Judd Ruggill, founding Head of the Department of Public and Applied Humanities, has received the 2025 University of Arizona Distinguished Head/Director’s Award.
“You have distinguished yourself not only through your visionary administrative expertise, but also through the trust you cultivate, the collaborations you inspire, and the resources you steward with remarkable care and foresight,” wrote Interim Provost Ronald Marx. “Under your leadership, Public and Applied Humanities has flourished into one of the most vibrant, collaborative and intellectually dynamic units on our campus.
Founded in 2017, the Department of Public and Applied Humanities has grown from 8 students in its first year to 405 now, an increase of nearly 5,000 percent over seven years.
“The exponential growth of the department’s enrollment, the successful establishment of multi-college academic pathways, and the elevation of inclusive excellence as a guiding principle—all testify to your dedication, creativity, and strategic brilliance,” Marx wrote.
Notably, Ruggill was the only full-time faculty member in the department at its founding. The department now has 16 core faculty members and four adjunct instructors.
“There was no other model for such a unit in the country, we knew it would have to be radically collaborative and transdisciplinary. The fact that the unit has grown significantly every single year for the last seven years, however, is a compelling sign that a very skillful leader is at the helm,” wrote the College of Humanities four deans in a joint nomination letter. “Dr. Ruggill worked extremely hard as a Department Head to bring our new department to life, and he has succeeded so well that it is now a jewel in the crown of our college and a model of the future of the Humanities at the national level.”

-=-=-=-=-

# SET PROBLEM 1
Condense the paragraph of the article above that begins "Notably, Ruggill was" into one shorter sentence that keeps its main facts.

-=-=-=-=-

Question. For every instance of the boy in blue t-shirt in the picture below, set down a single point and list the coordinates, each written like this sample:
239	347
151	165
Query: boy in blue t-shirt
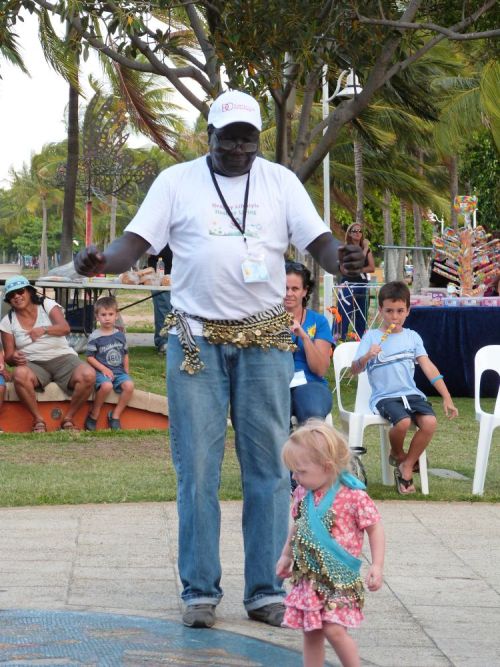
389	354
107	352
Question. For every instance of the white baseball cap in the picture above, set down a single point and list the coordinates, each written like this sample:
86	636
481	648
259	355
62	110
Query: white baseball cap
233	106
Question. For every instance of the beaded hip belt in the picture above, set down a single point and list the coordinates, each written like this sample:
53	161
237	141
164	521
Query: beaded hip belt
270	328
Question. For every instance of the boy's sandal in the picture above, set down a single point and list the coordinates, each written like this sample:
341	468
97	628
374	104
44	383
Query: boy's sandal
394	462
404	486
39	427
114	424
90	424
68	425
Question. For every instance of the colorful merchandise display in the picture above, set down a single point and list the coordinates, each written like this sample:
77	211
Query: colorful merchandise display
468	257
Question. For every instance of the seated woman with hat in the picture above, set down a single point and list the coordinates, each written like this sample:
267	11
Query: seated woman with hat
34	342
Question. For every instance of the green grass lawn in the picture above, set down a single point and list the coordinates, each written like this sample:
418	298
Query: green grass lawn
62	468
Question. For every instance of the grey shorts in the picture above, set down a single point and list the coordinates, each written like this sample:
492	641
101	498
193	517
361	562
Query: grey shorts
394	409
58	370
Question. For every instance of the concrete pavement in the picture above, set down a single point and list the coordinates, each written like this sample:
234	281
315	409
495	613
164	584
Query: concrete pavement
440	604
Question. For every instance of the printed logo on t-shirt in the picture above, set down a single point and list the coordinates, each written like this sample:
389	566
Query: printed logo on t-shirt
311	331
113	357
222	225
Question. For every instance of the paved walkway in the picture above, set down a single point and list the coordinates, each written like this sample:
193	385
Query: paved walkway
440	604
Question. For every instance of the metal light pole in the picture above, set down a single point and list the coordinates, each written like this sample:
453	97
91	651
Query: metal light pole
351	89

-=-=-=-=-

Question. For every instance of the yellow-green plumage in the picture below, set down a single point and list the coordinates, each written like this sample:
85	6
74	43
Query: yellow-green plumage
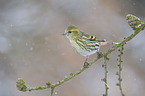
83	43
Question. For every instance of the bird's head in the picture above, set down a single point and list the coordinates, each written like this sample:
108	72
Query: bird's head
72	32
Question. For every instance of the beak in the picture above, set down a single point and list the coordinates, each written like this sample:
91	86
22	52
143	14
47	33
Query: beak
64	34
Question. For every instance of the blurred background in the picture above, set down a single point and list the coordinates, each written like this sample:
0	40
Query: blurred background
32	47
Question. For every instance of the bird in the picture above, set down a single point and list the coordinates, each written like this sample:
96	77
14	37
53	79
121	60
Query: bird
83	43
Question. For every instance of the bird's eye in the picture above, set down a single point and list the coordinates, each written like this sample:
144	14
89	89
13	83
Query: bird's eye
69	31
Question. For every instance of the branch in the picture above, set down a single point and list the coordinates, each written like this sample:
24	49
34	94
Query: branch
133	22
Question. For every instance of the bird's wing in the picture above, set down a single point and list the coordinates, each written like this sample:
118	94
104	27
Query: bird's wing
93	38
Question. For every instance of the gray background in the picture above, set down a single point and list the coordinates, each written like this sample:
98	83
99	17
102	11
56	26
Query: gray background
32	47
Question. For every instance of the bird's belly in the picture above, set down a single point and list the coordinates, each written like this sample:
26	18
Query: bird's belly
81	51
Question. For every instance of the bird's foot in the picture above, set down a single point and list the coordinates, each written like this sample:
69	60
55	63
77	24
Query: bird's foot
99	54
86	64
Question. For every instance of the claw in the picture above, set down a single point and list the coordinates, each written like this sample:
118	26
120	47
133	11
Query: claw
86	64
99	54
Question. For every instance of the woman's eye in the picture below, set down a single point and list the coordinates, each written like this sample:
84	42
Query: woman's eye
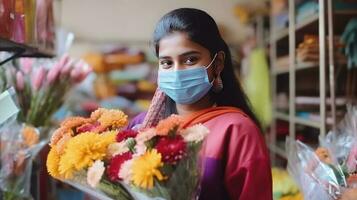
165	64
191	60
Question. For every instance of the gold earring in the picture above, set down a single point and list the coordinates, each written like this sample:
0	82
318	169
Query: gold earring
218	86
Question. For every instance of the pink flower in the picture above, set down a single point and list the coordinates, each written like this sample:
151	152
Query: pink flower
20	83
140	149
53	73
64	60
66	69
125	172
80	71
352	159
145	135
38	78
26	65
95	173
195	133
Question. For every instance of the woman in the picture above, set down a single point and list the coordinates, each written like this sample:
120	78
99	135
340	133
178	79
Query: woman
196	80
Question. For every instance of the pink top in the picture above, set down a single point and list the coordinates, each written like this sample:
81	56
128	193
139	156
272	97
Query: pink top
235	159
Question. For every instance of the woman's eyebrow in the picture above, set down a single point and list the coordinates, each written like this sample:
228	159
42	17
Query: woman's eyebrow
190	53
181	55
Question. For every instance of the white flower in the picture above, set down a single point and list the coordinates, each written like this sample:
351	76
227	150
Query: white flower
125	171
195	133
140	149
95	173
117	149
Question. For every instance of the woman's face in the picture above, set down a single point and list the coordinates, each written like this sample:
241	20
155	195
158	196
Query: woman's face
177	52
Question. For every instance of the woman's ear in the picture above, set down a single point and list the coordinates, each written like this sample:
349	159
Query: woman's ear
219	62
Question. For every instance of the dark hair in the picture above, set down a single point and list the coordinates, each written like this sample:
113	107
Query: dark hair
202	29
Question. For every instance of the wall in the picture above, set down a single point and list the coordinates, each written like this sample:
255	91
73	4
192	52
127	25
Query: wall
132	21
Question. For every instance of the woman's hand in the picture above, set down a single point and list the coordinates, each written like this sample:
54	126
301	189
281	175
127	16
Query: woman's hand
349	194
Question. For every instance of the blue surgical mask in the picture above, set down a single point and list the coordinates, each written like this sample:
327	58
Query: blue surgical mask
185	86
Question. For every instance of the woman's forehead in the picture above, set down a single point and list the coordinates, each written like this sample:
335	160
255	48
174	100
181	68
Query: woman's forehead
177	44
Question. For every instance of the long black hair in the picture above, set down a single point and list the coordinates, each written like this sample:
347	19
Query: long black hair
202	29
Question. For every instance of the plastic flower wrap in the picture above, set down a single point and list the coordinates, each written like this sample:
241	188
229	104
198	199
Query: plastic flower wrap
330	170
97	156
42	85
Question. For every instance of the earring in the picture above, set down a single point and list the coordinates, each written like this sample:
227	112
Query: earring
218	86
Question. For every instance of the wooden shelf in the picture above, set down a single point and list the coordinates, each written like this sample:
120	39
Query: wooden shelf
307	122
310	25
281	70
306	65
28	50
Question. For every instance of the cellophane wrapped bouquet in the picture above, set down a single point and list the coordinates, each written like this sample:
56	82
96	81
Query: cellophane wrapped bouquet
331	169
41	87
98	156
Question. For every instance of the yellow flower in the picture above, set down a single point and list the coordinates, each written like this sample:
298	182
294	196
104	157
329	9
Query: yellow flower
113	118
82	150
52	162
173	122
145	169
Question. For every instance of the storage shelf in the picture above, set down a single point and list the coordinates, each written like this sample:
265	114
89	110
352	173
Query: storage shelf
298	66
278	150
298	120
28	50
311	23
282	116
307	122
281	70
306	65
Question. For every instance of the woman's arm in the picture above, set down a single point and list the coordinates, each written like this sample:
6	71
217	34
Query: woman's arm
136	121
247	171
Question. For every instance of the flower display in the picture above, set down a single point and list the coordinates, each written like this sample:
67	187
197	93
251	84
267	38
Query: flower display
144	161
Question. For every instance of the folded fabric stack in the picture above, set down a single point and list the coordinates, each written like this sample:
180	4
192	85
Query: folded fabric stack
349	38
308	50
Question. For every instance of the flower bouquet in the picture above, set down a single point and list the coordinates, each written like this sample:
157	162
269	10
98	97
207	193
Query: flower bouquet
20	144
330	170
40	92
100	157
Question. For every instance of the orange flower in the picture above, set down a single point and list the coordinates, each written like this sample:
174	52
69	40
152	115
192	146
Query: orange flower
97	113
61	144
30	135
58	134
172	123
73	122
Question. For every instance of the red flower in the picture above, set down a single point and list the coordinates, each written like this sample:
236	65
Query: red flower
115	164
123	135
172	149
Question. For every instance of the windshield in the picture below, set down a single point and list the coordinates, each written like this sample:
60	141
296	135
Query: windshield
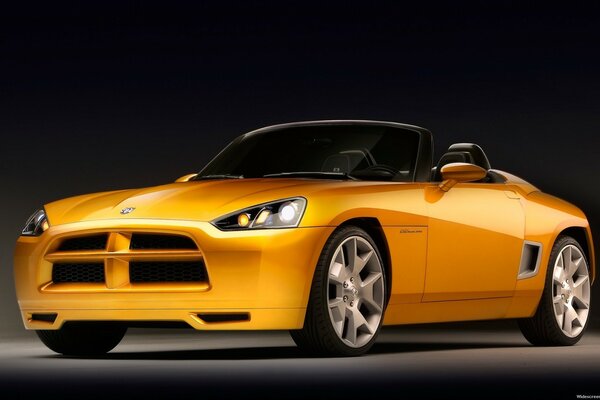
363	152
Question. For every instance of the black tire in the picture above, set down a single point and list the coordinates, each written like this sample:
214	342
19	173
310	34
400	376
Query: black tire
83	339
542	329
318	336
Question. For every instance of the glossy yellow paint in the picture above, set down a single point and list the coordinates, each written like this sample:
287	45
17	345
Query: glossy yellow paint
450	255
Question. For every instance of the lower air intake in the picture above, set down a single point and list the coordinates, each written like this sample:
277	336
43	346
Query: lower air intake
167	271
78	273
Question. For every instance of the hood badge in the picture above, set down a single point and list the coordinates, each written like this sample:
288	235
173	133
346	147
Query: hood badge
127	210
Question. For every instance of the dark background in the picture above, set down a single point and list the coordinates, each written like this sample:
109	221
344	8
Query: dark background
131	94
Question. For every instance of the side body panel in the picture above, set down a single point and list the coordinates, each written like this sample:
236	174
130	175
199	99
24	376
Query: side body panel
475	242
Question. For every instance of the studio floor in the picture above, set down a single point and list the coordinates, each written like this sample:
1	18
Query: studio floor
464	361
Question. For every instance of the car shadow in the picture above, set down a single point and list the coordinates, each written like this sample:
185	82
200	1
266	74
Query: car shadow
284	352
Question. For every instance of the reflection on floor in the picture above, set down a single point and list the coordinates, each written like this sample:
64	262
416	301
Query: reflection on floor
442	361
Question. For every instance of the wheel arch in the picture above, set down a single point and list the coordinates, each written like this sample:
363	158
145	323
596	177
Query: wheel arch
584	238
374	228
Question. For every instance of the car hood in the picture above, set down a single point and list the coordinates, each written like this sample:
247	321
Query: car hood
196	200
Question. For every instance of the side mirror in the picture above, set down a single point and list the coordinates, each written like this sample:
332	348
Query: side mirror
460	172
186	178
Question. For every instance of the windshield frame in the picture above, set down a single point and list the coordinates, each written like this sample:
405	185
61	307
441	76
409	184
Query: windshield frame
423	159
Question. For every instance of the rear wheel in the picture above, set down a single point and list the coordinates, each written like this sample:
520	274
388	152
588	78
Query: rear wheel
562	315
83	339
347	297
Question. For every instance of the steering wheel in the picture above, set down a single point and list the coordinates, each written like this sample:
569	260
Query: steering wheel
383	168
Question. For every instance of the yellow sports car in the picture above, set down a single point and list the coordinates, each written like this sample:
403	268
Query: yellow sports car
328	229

-=-=-=-=-

# SET PROBLEM 2
Pick out every line of the rows above that contains the string "printed", matching case exactly.

# RIGHT ANSWER 1
Ruggill was the department's only full-time faculty member at its founding, and it now has 16 core faculty members and four adjunct instructors.

# RIGHT ANSWER 2
Question. For every instance of the printed logo on t-shirt in the picture above, set down a single point and list the coordinates, each written like this sample:
Query: printed logo on t-shirt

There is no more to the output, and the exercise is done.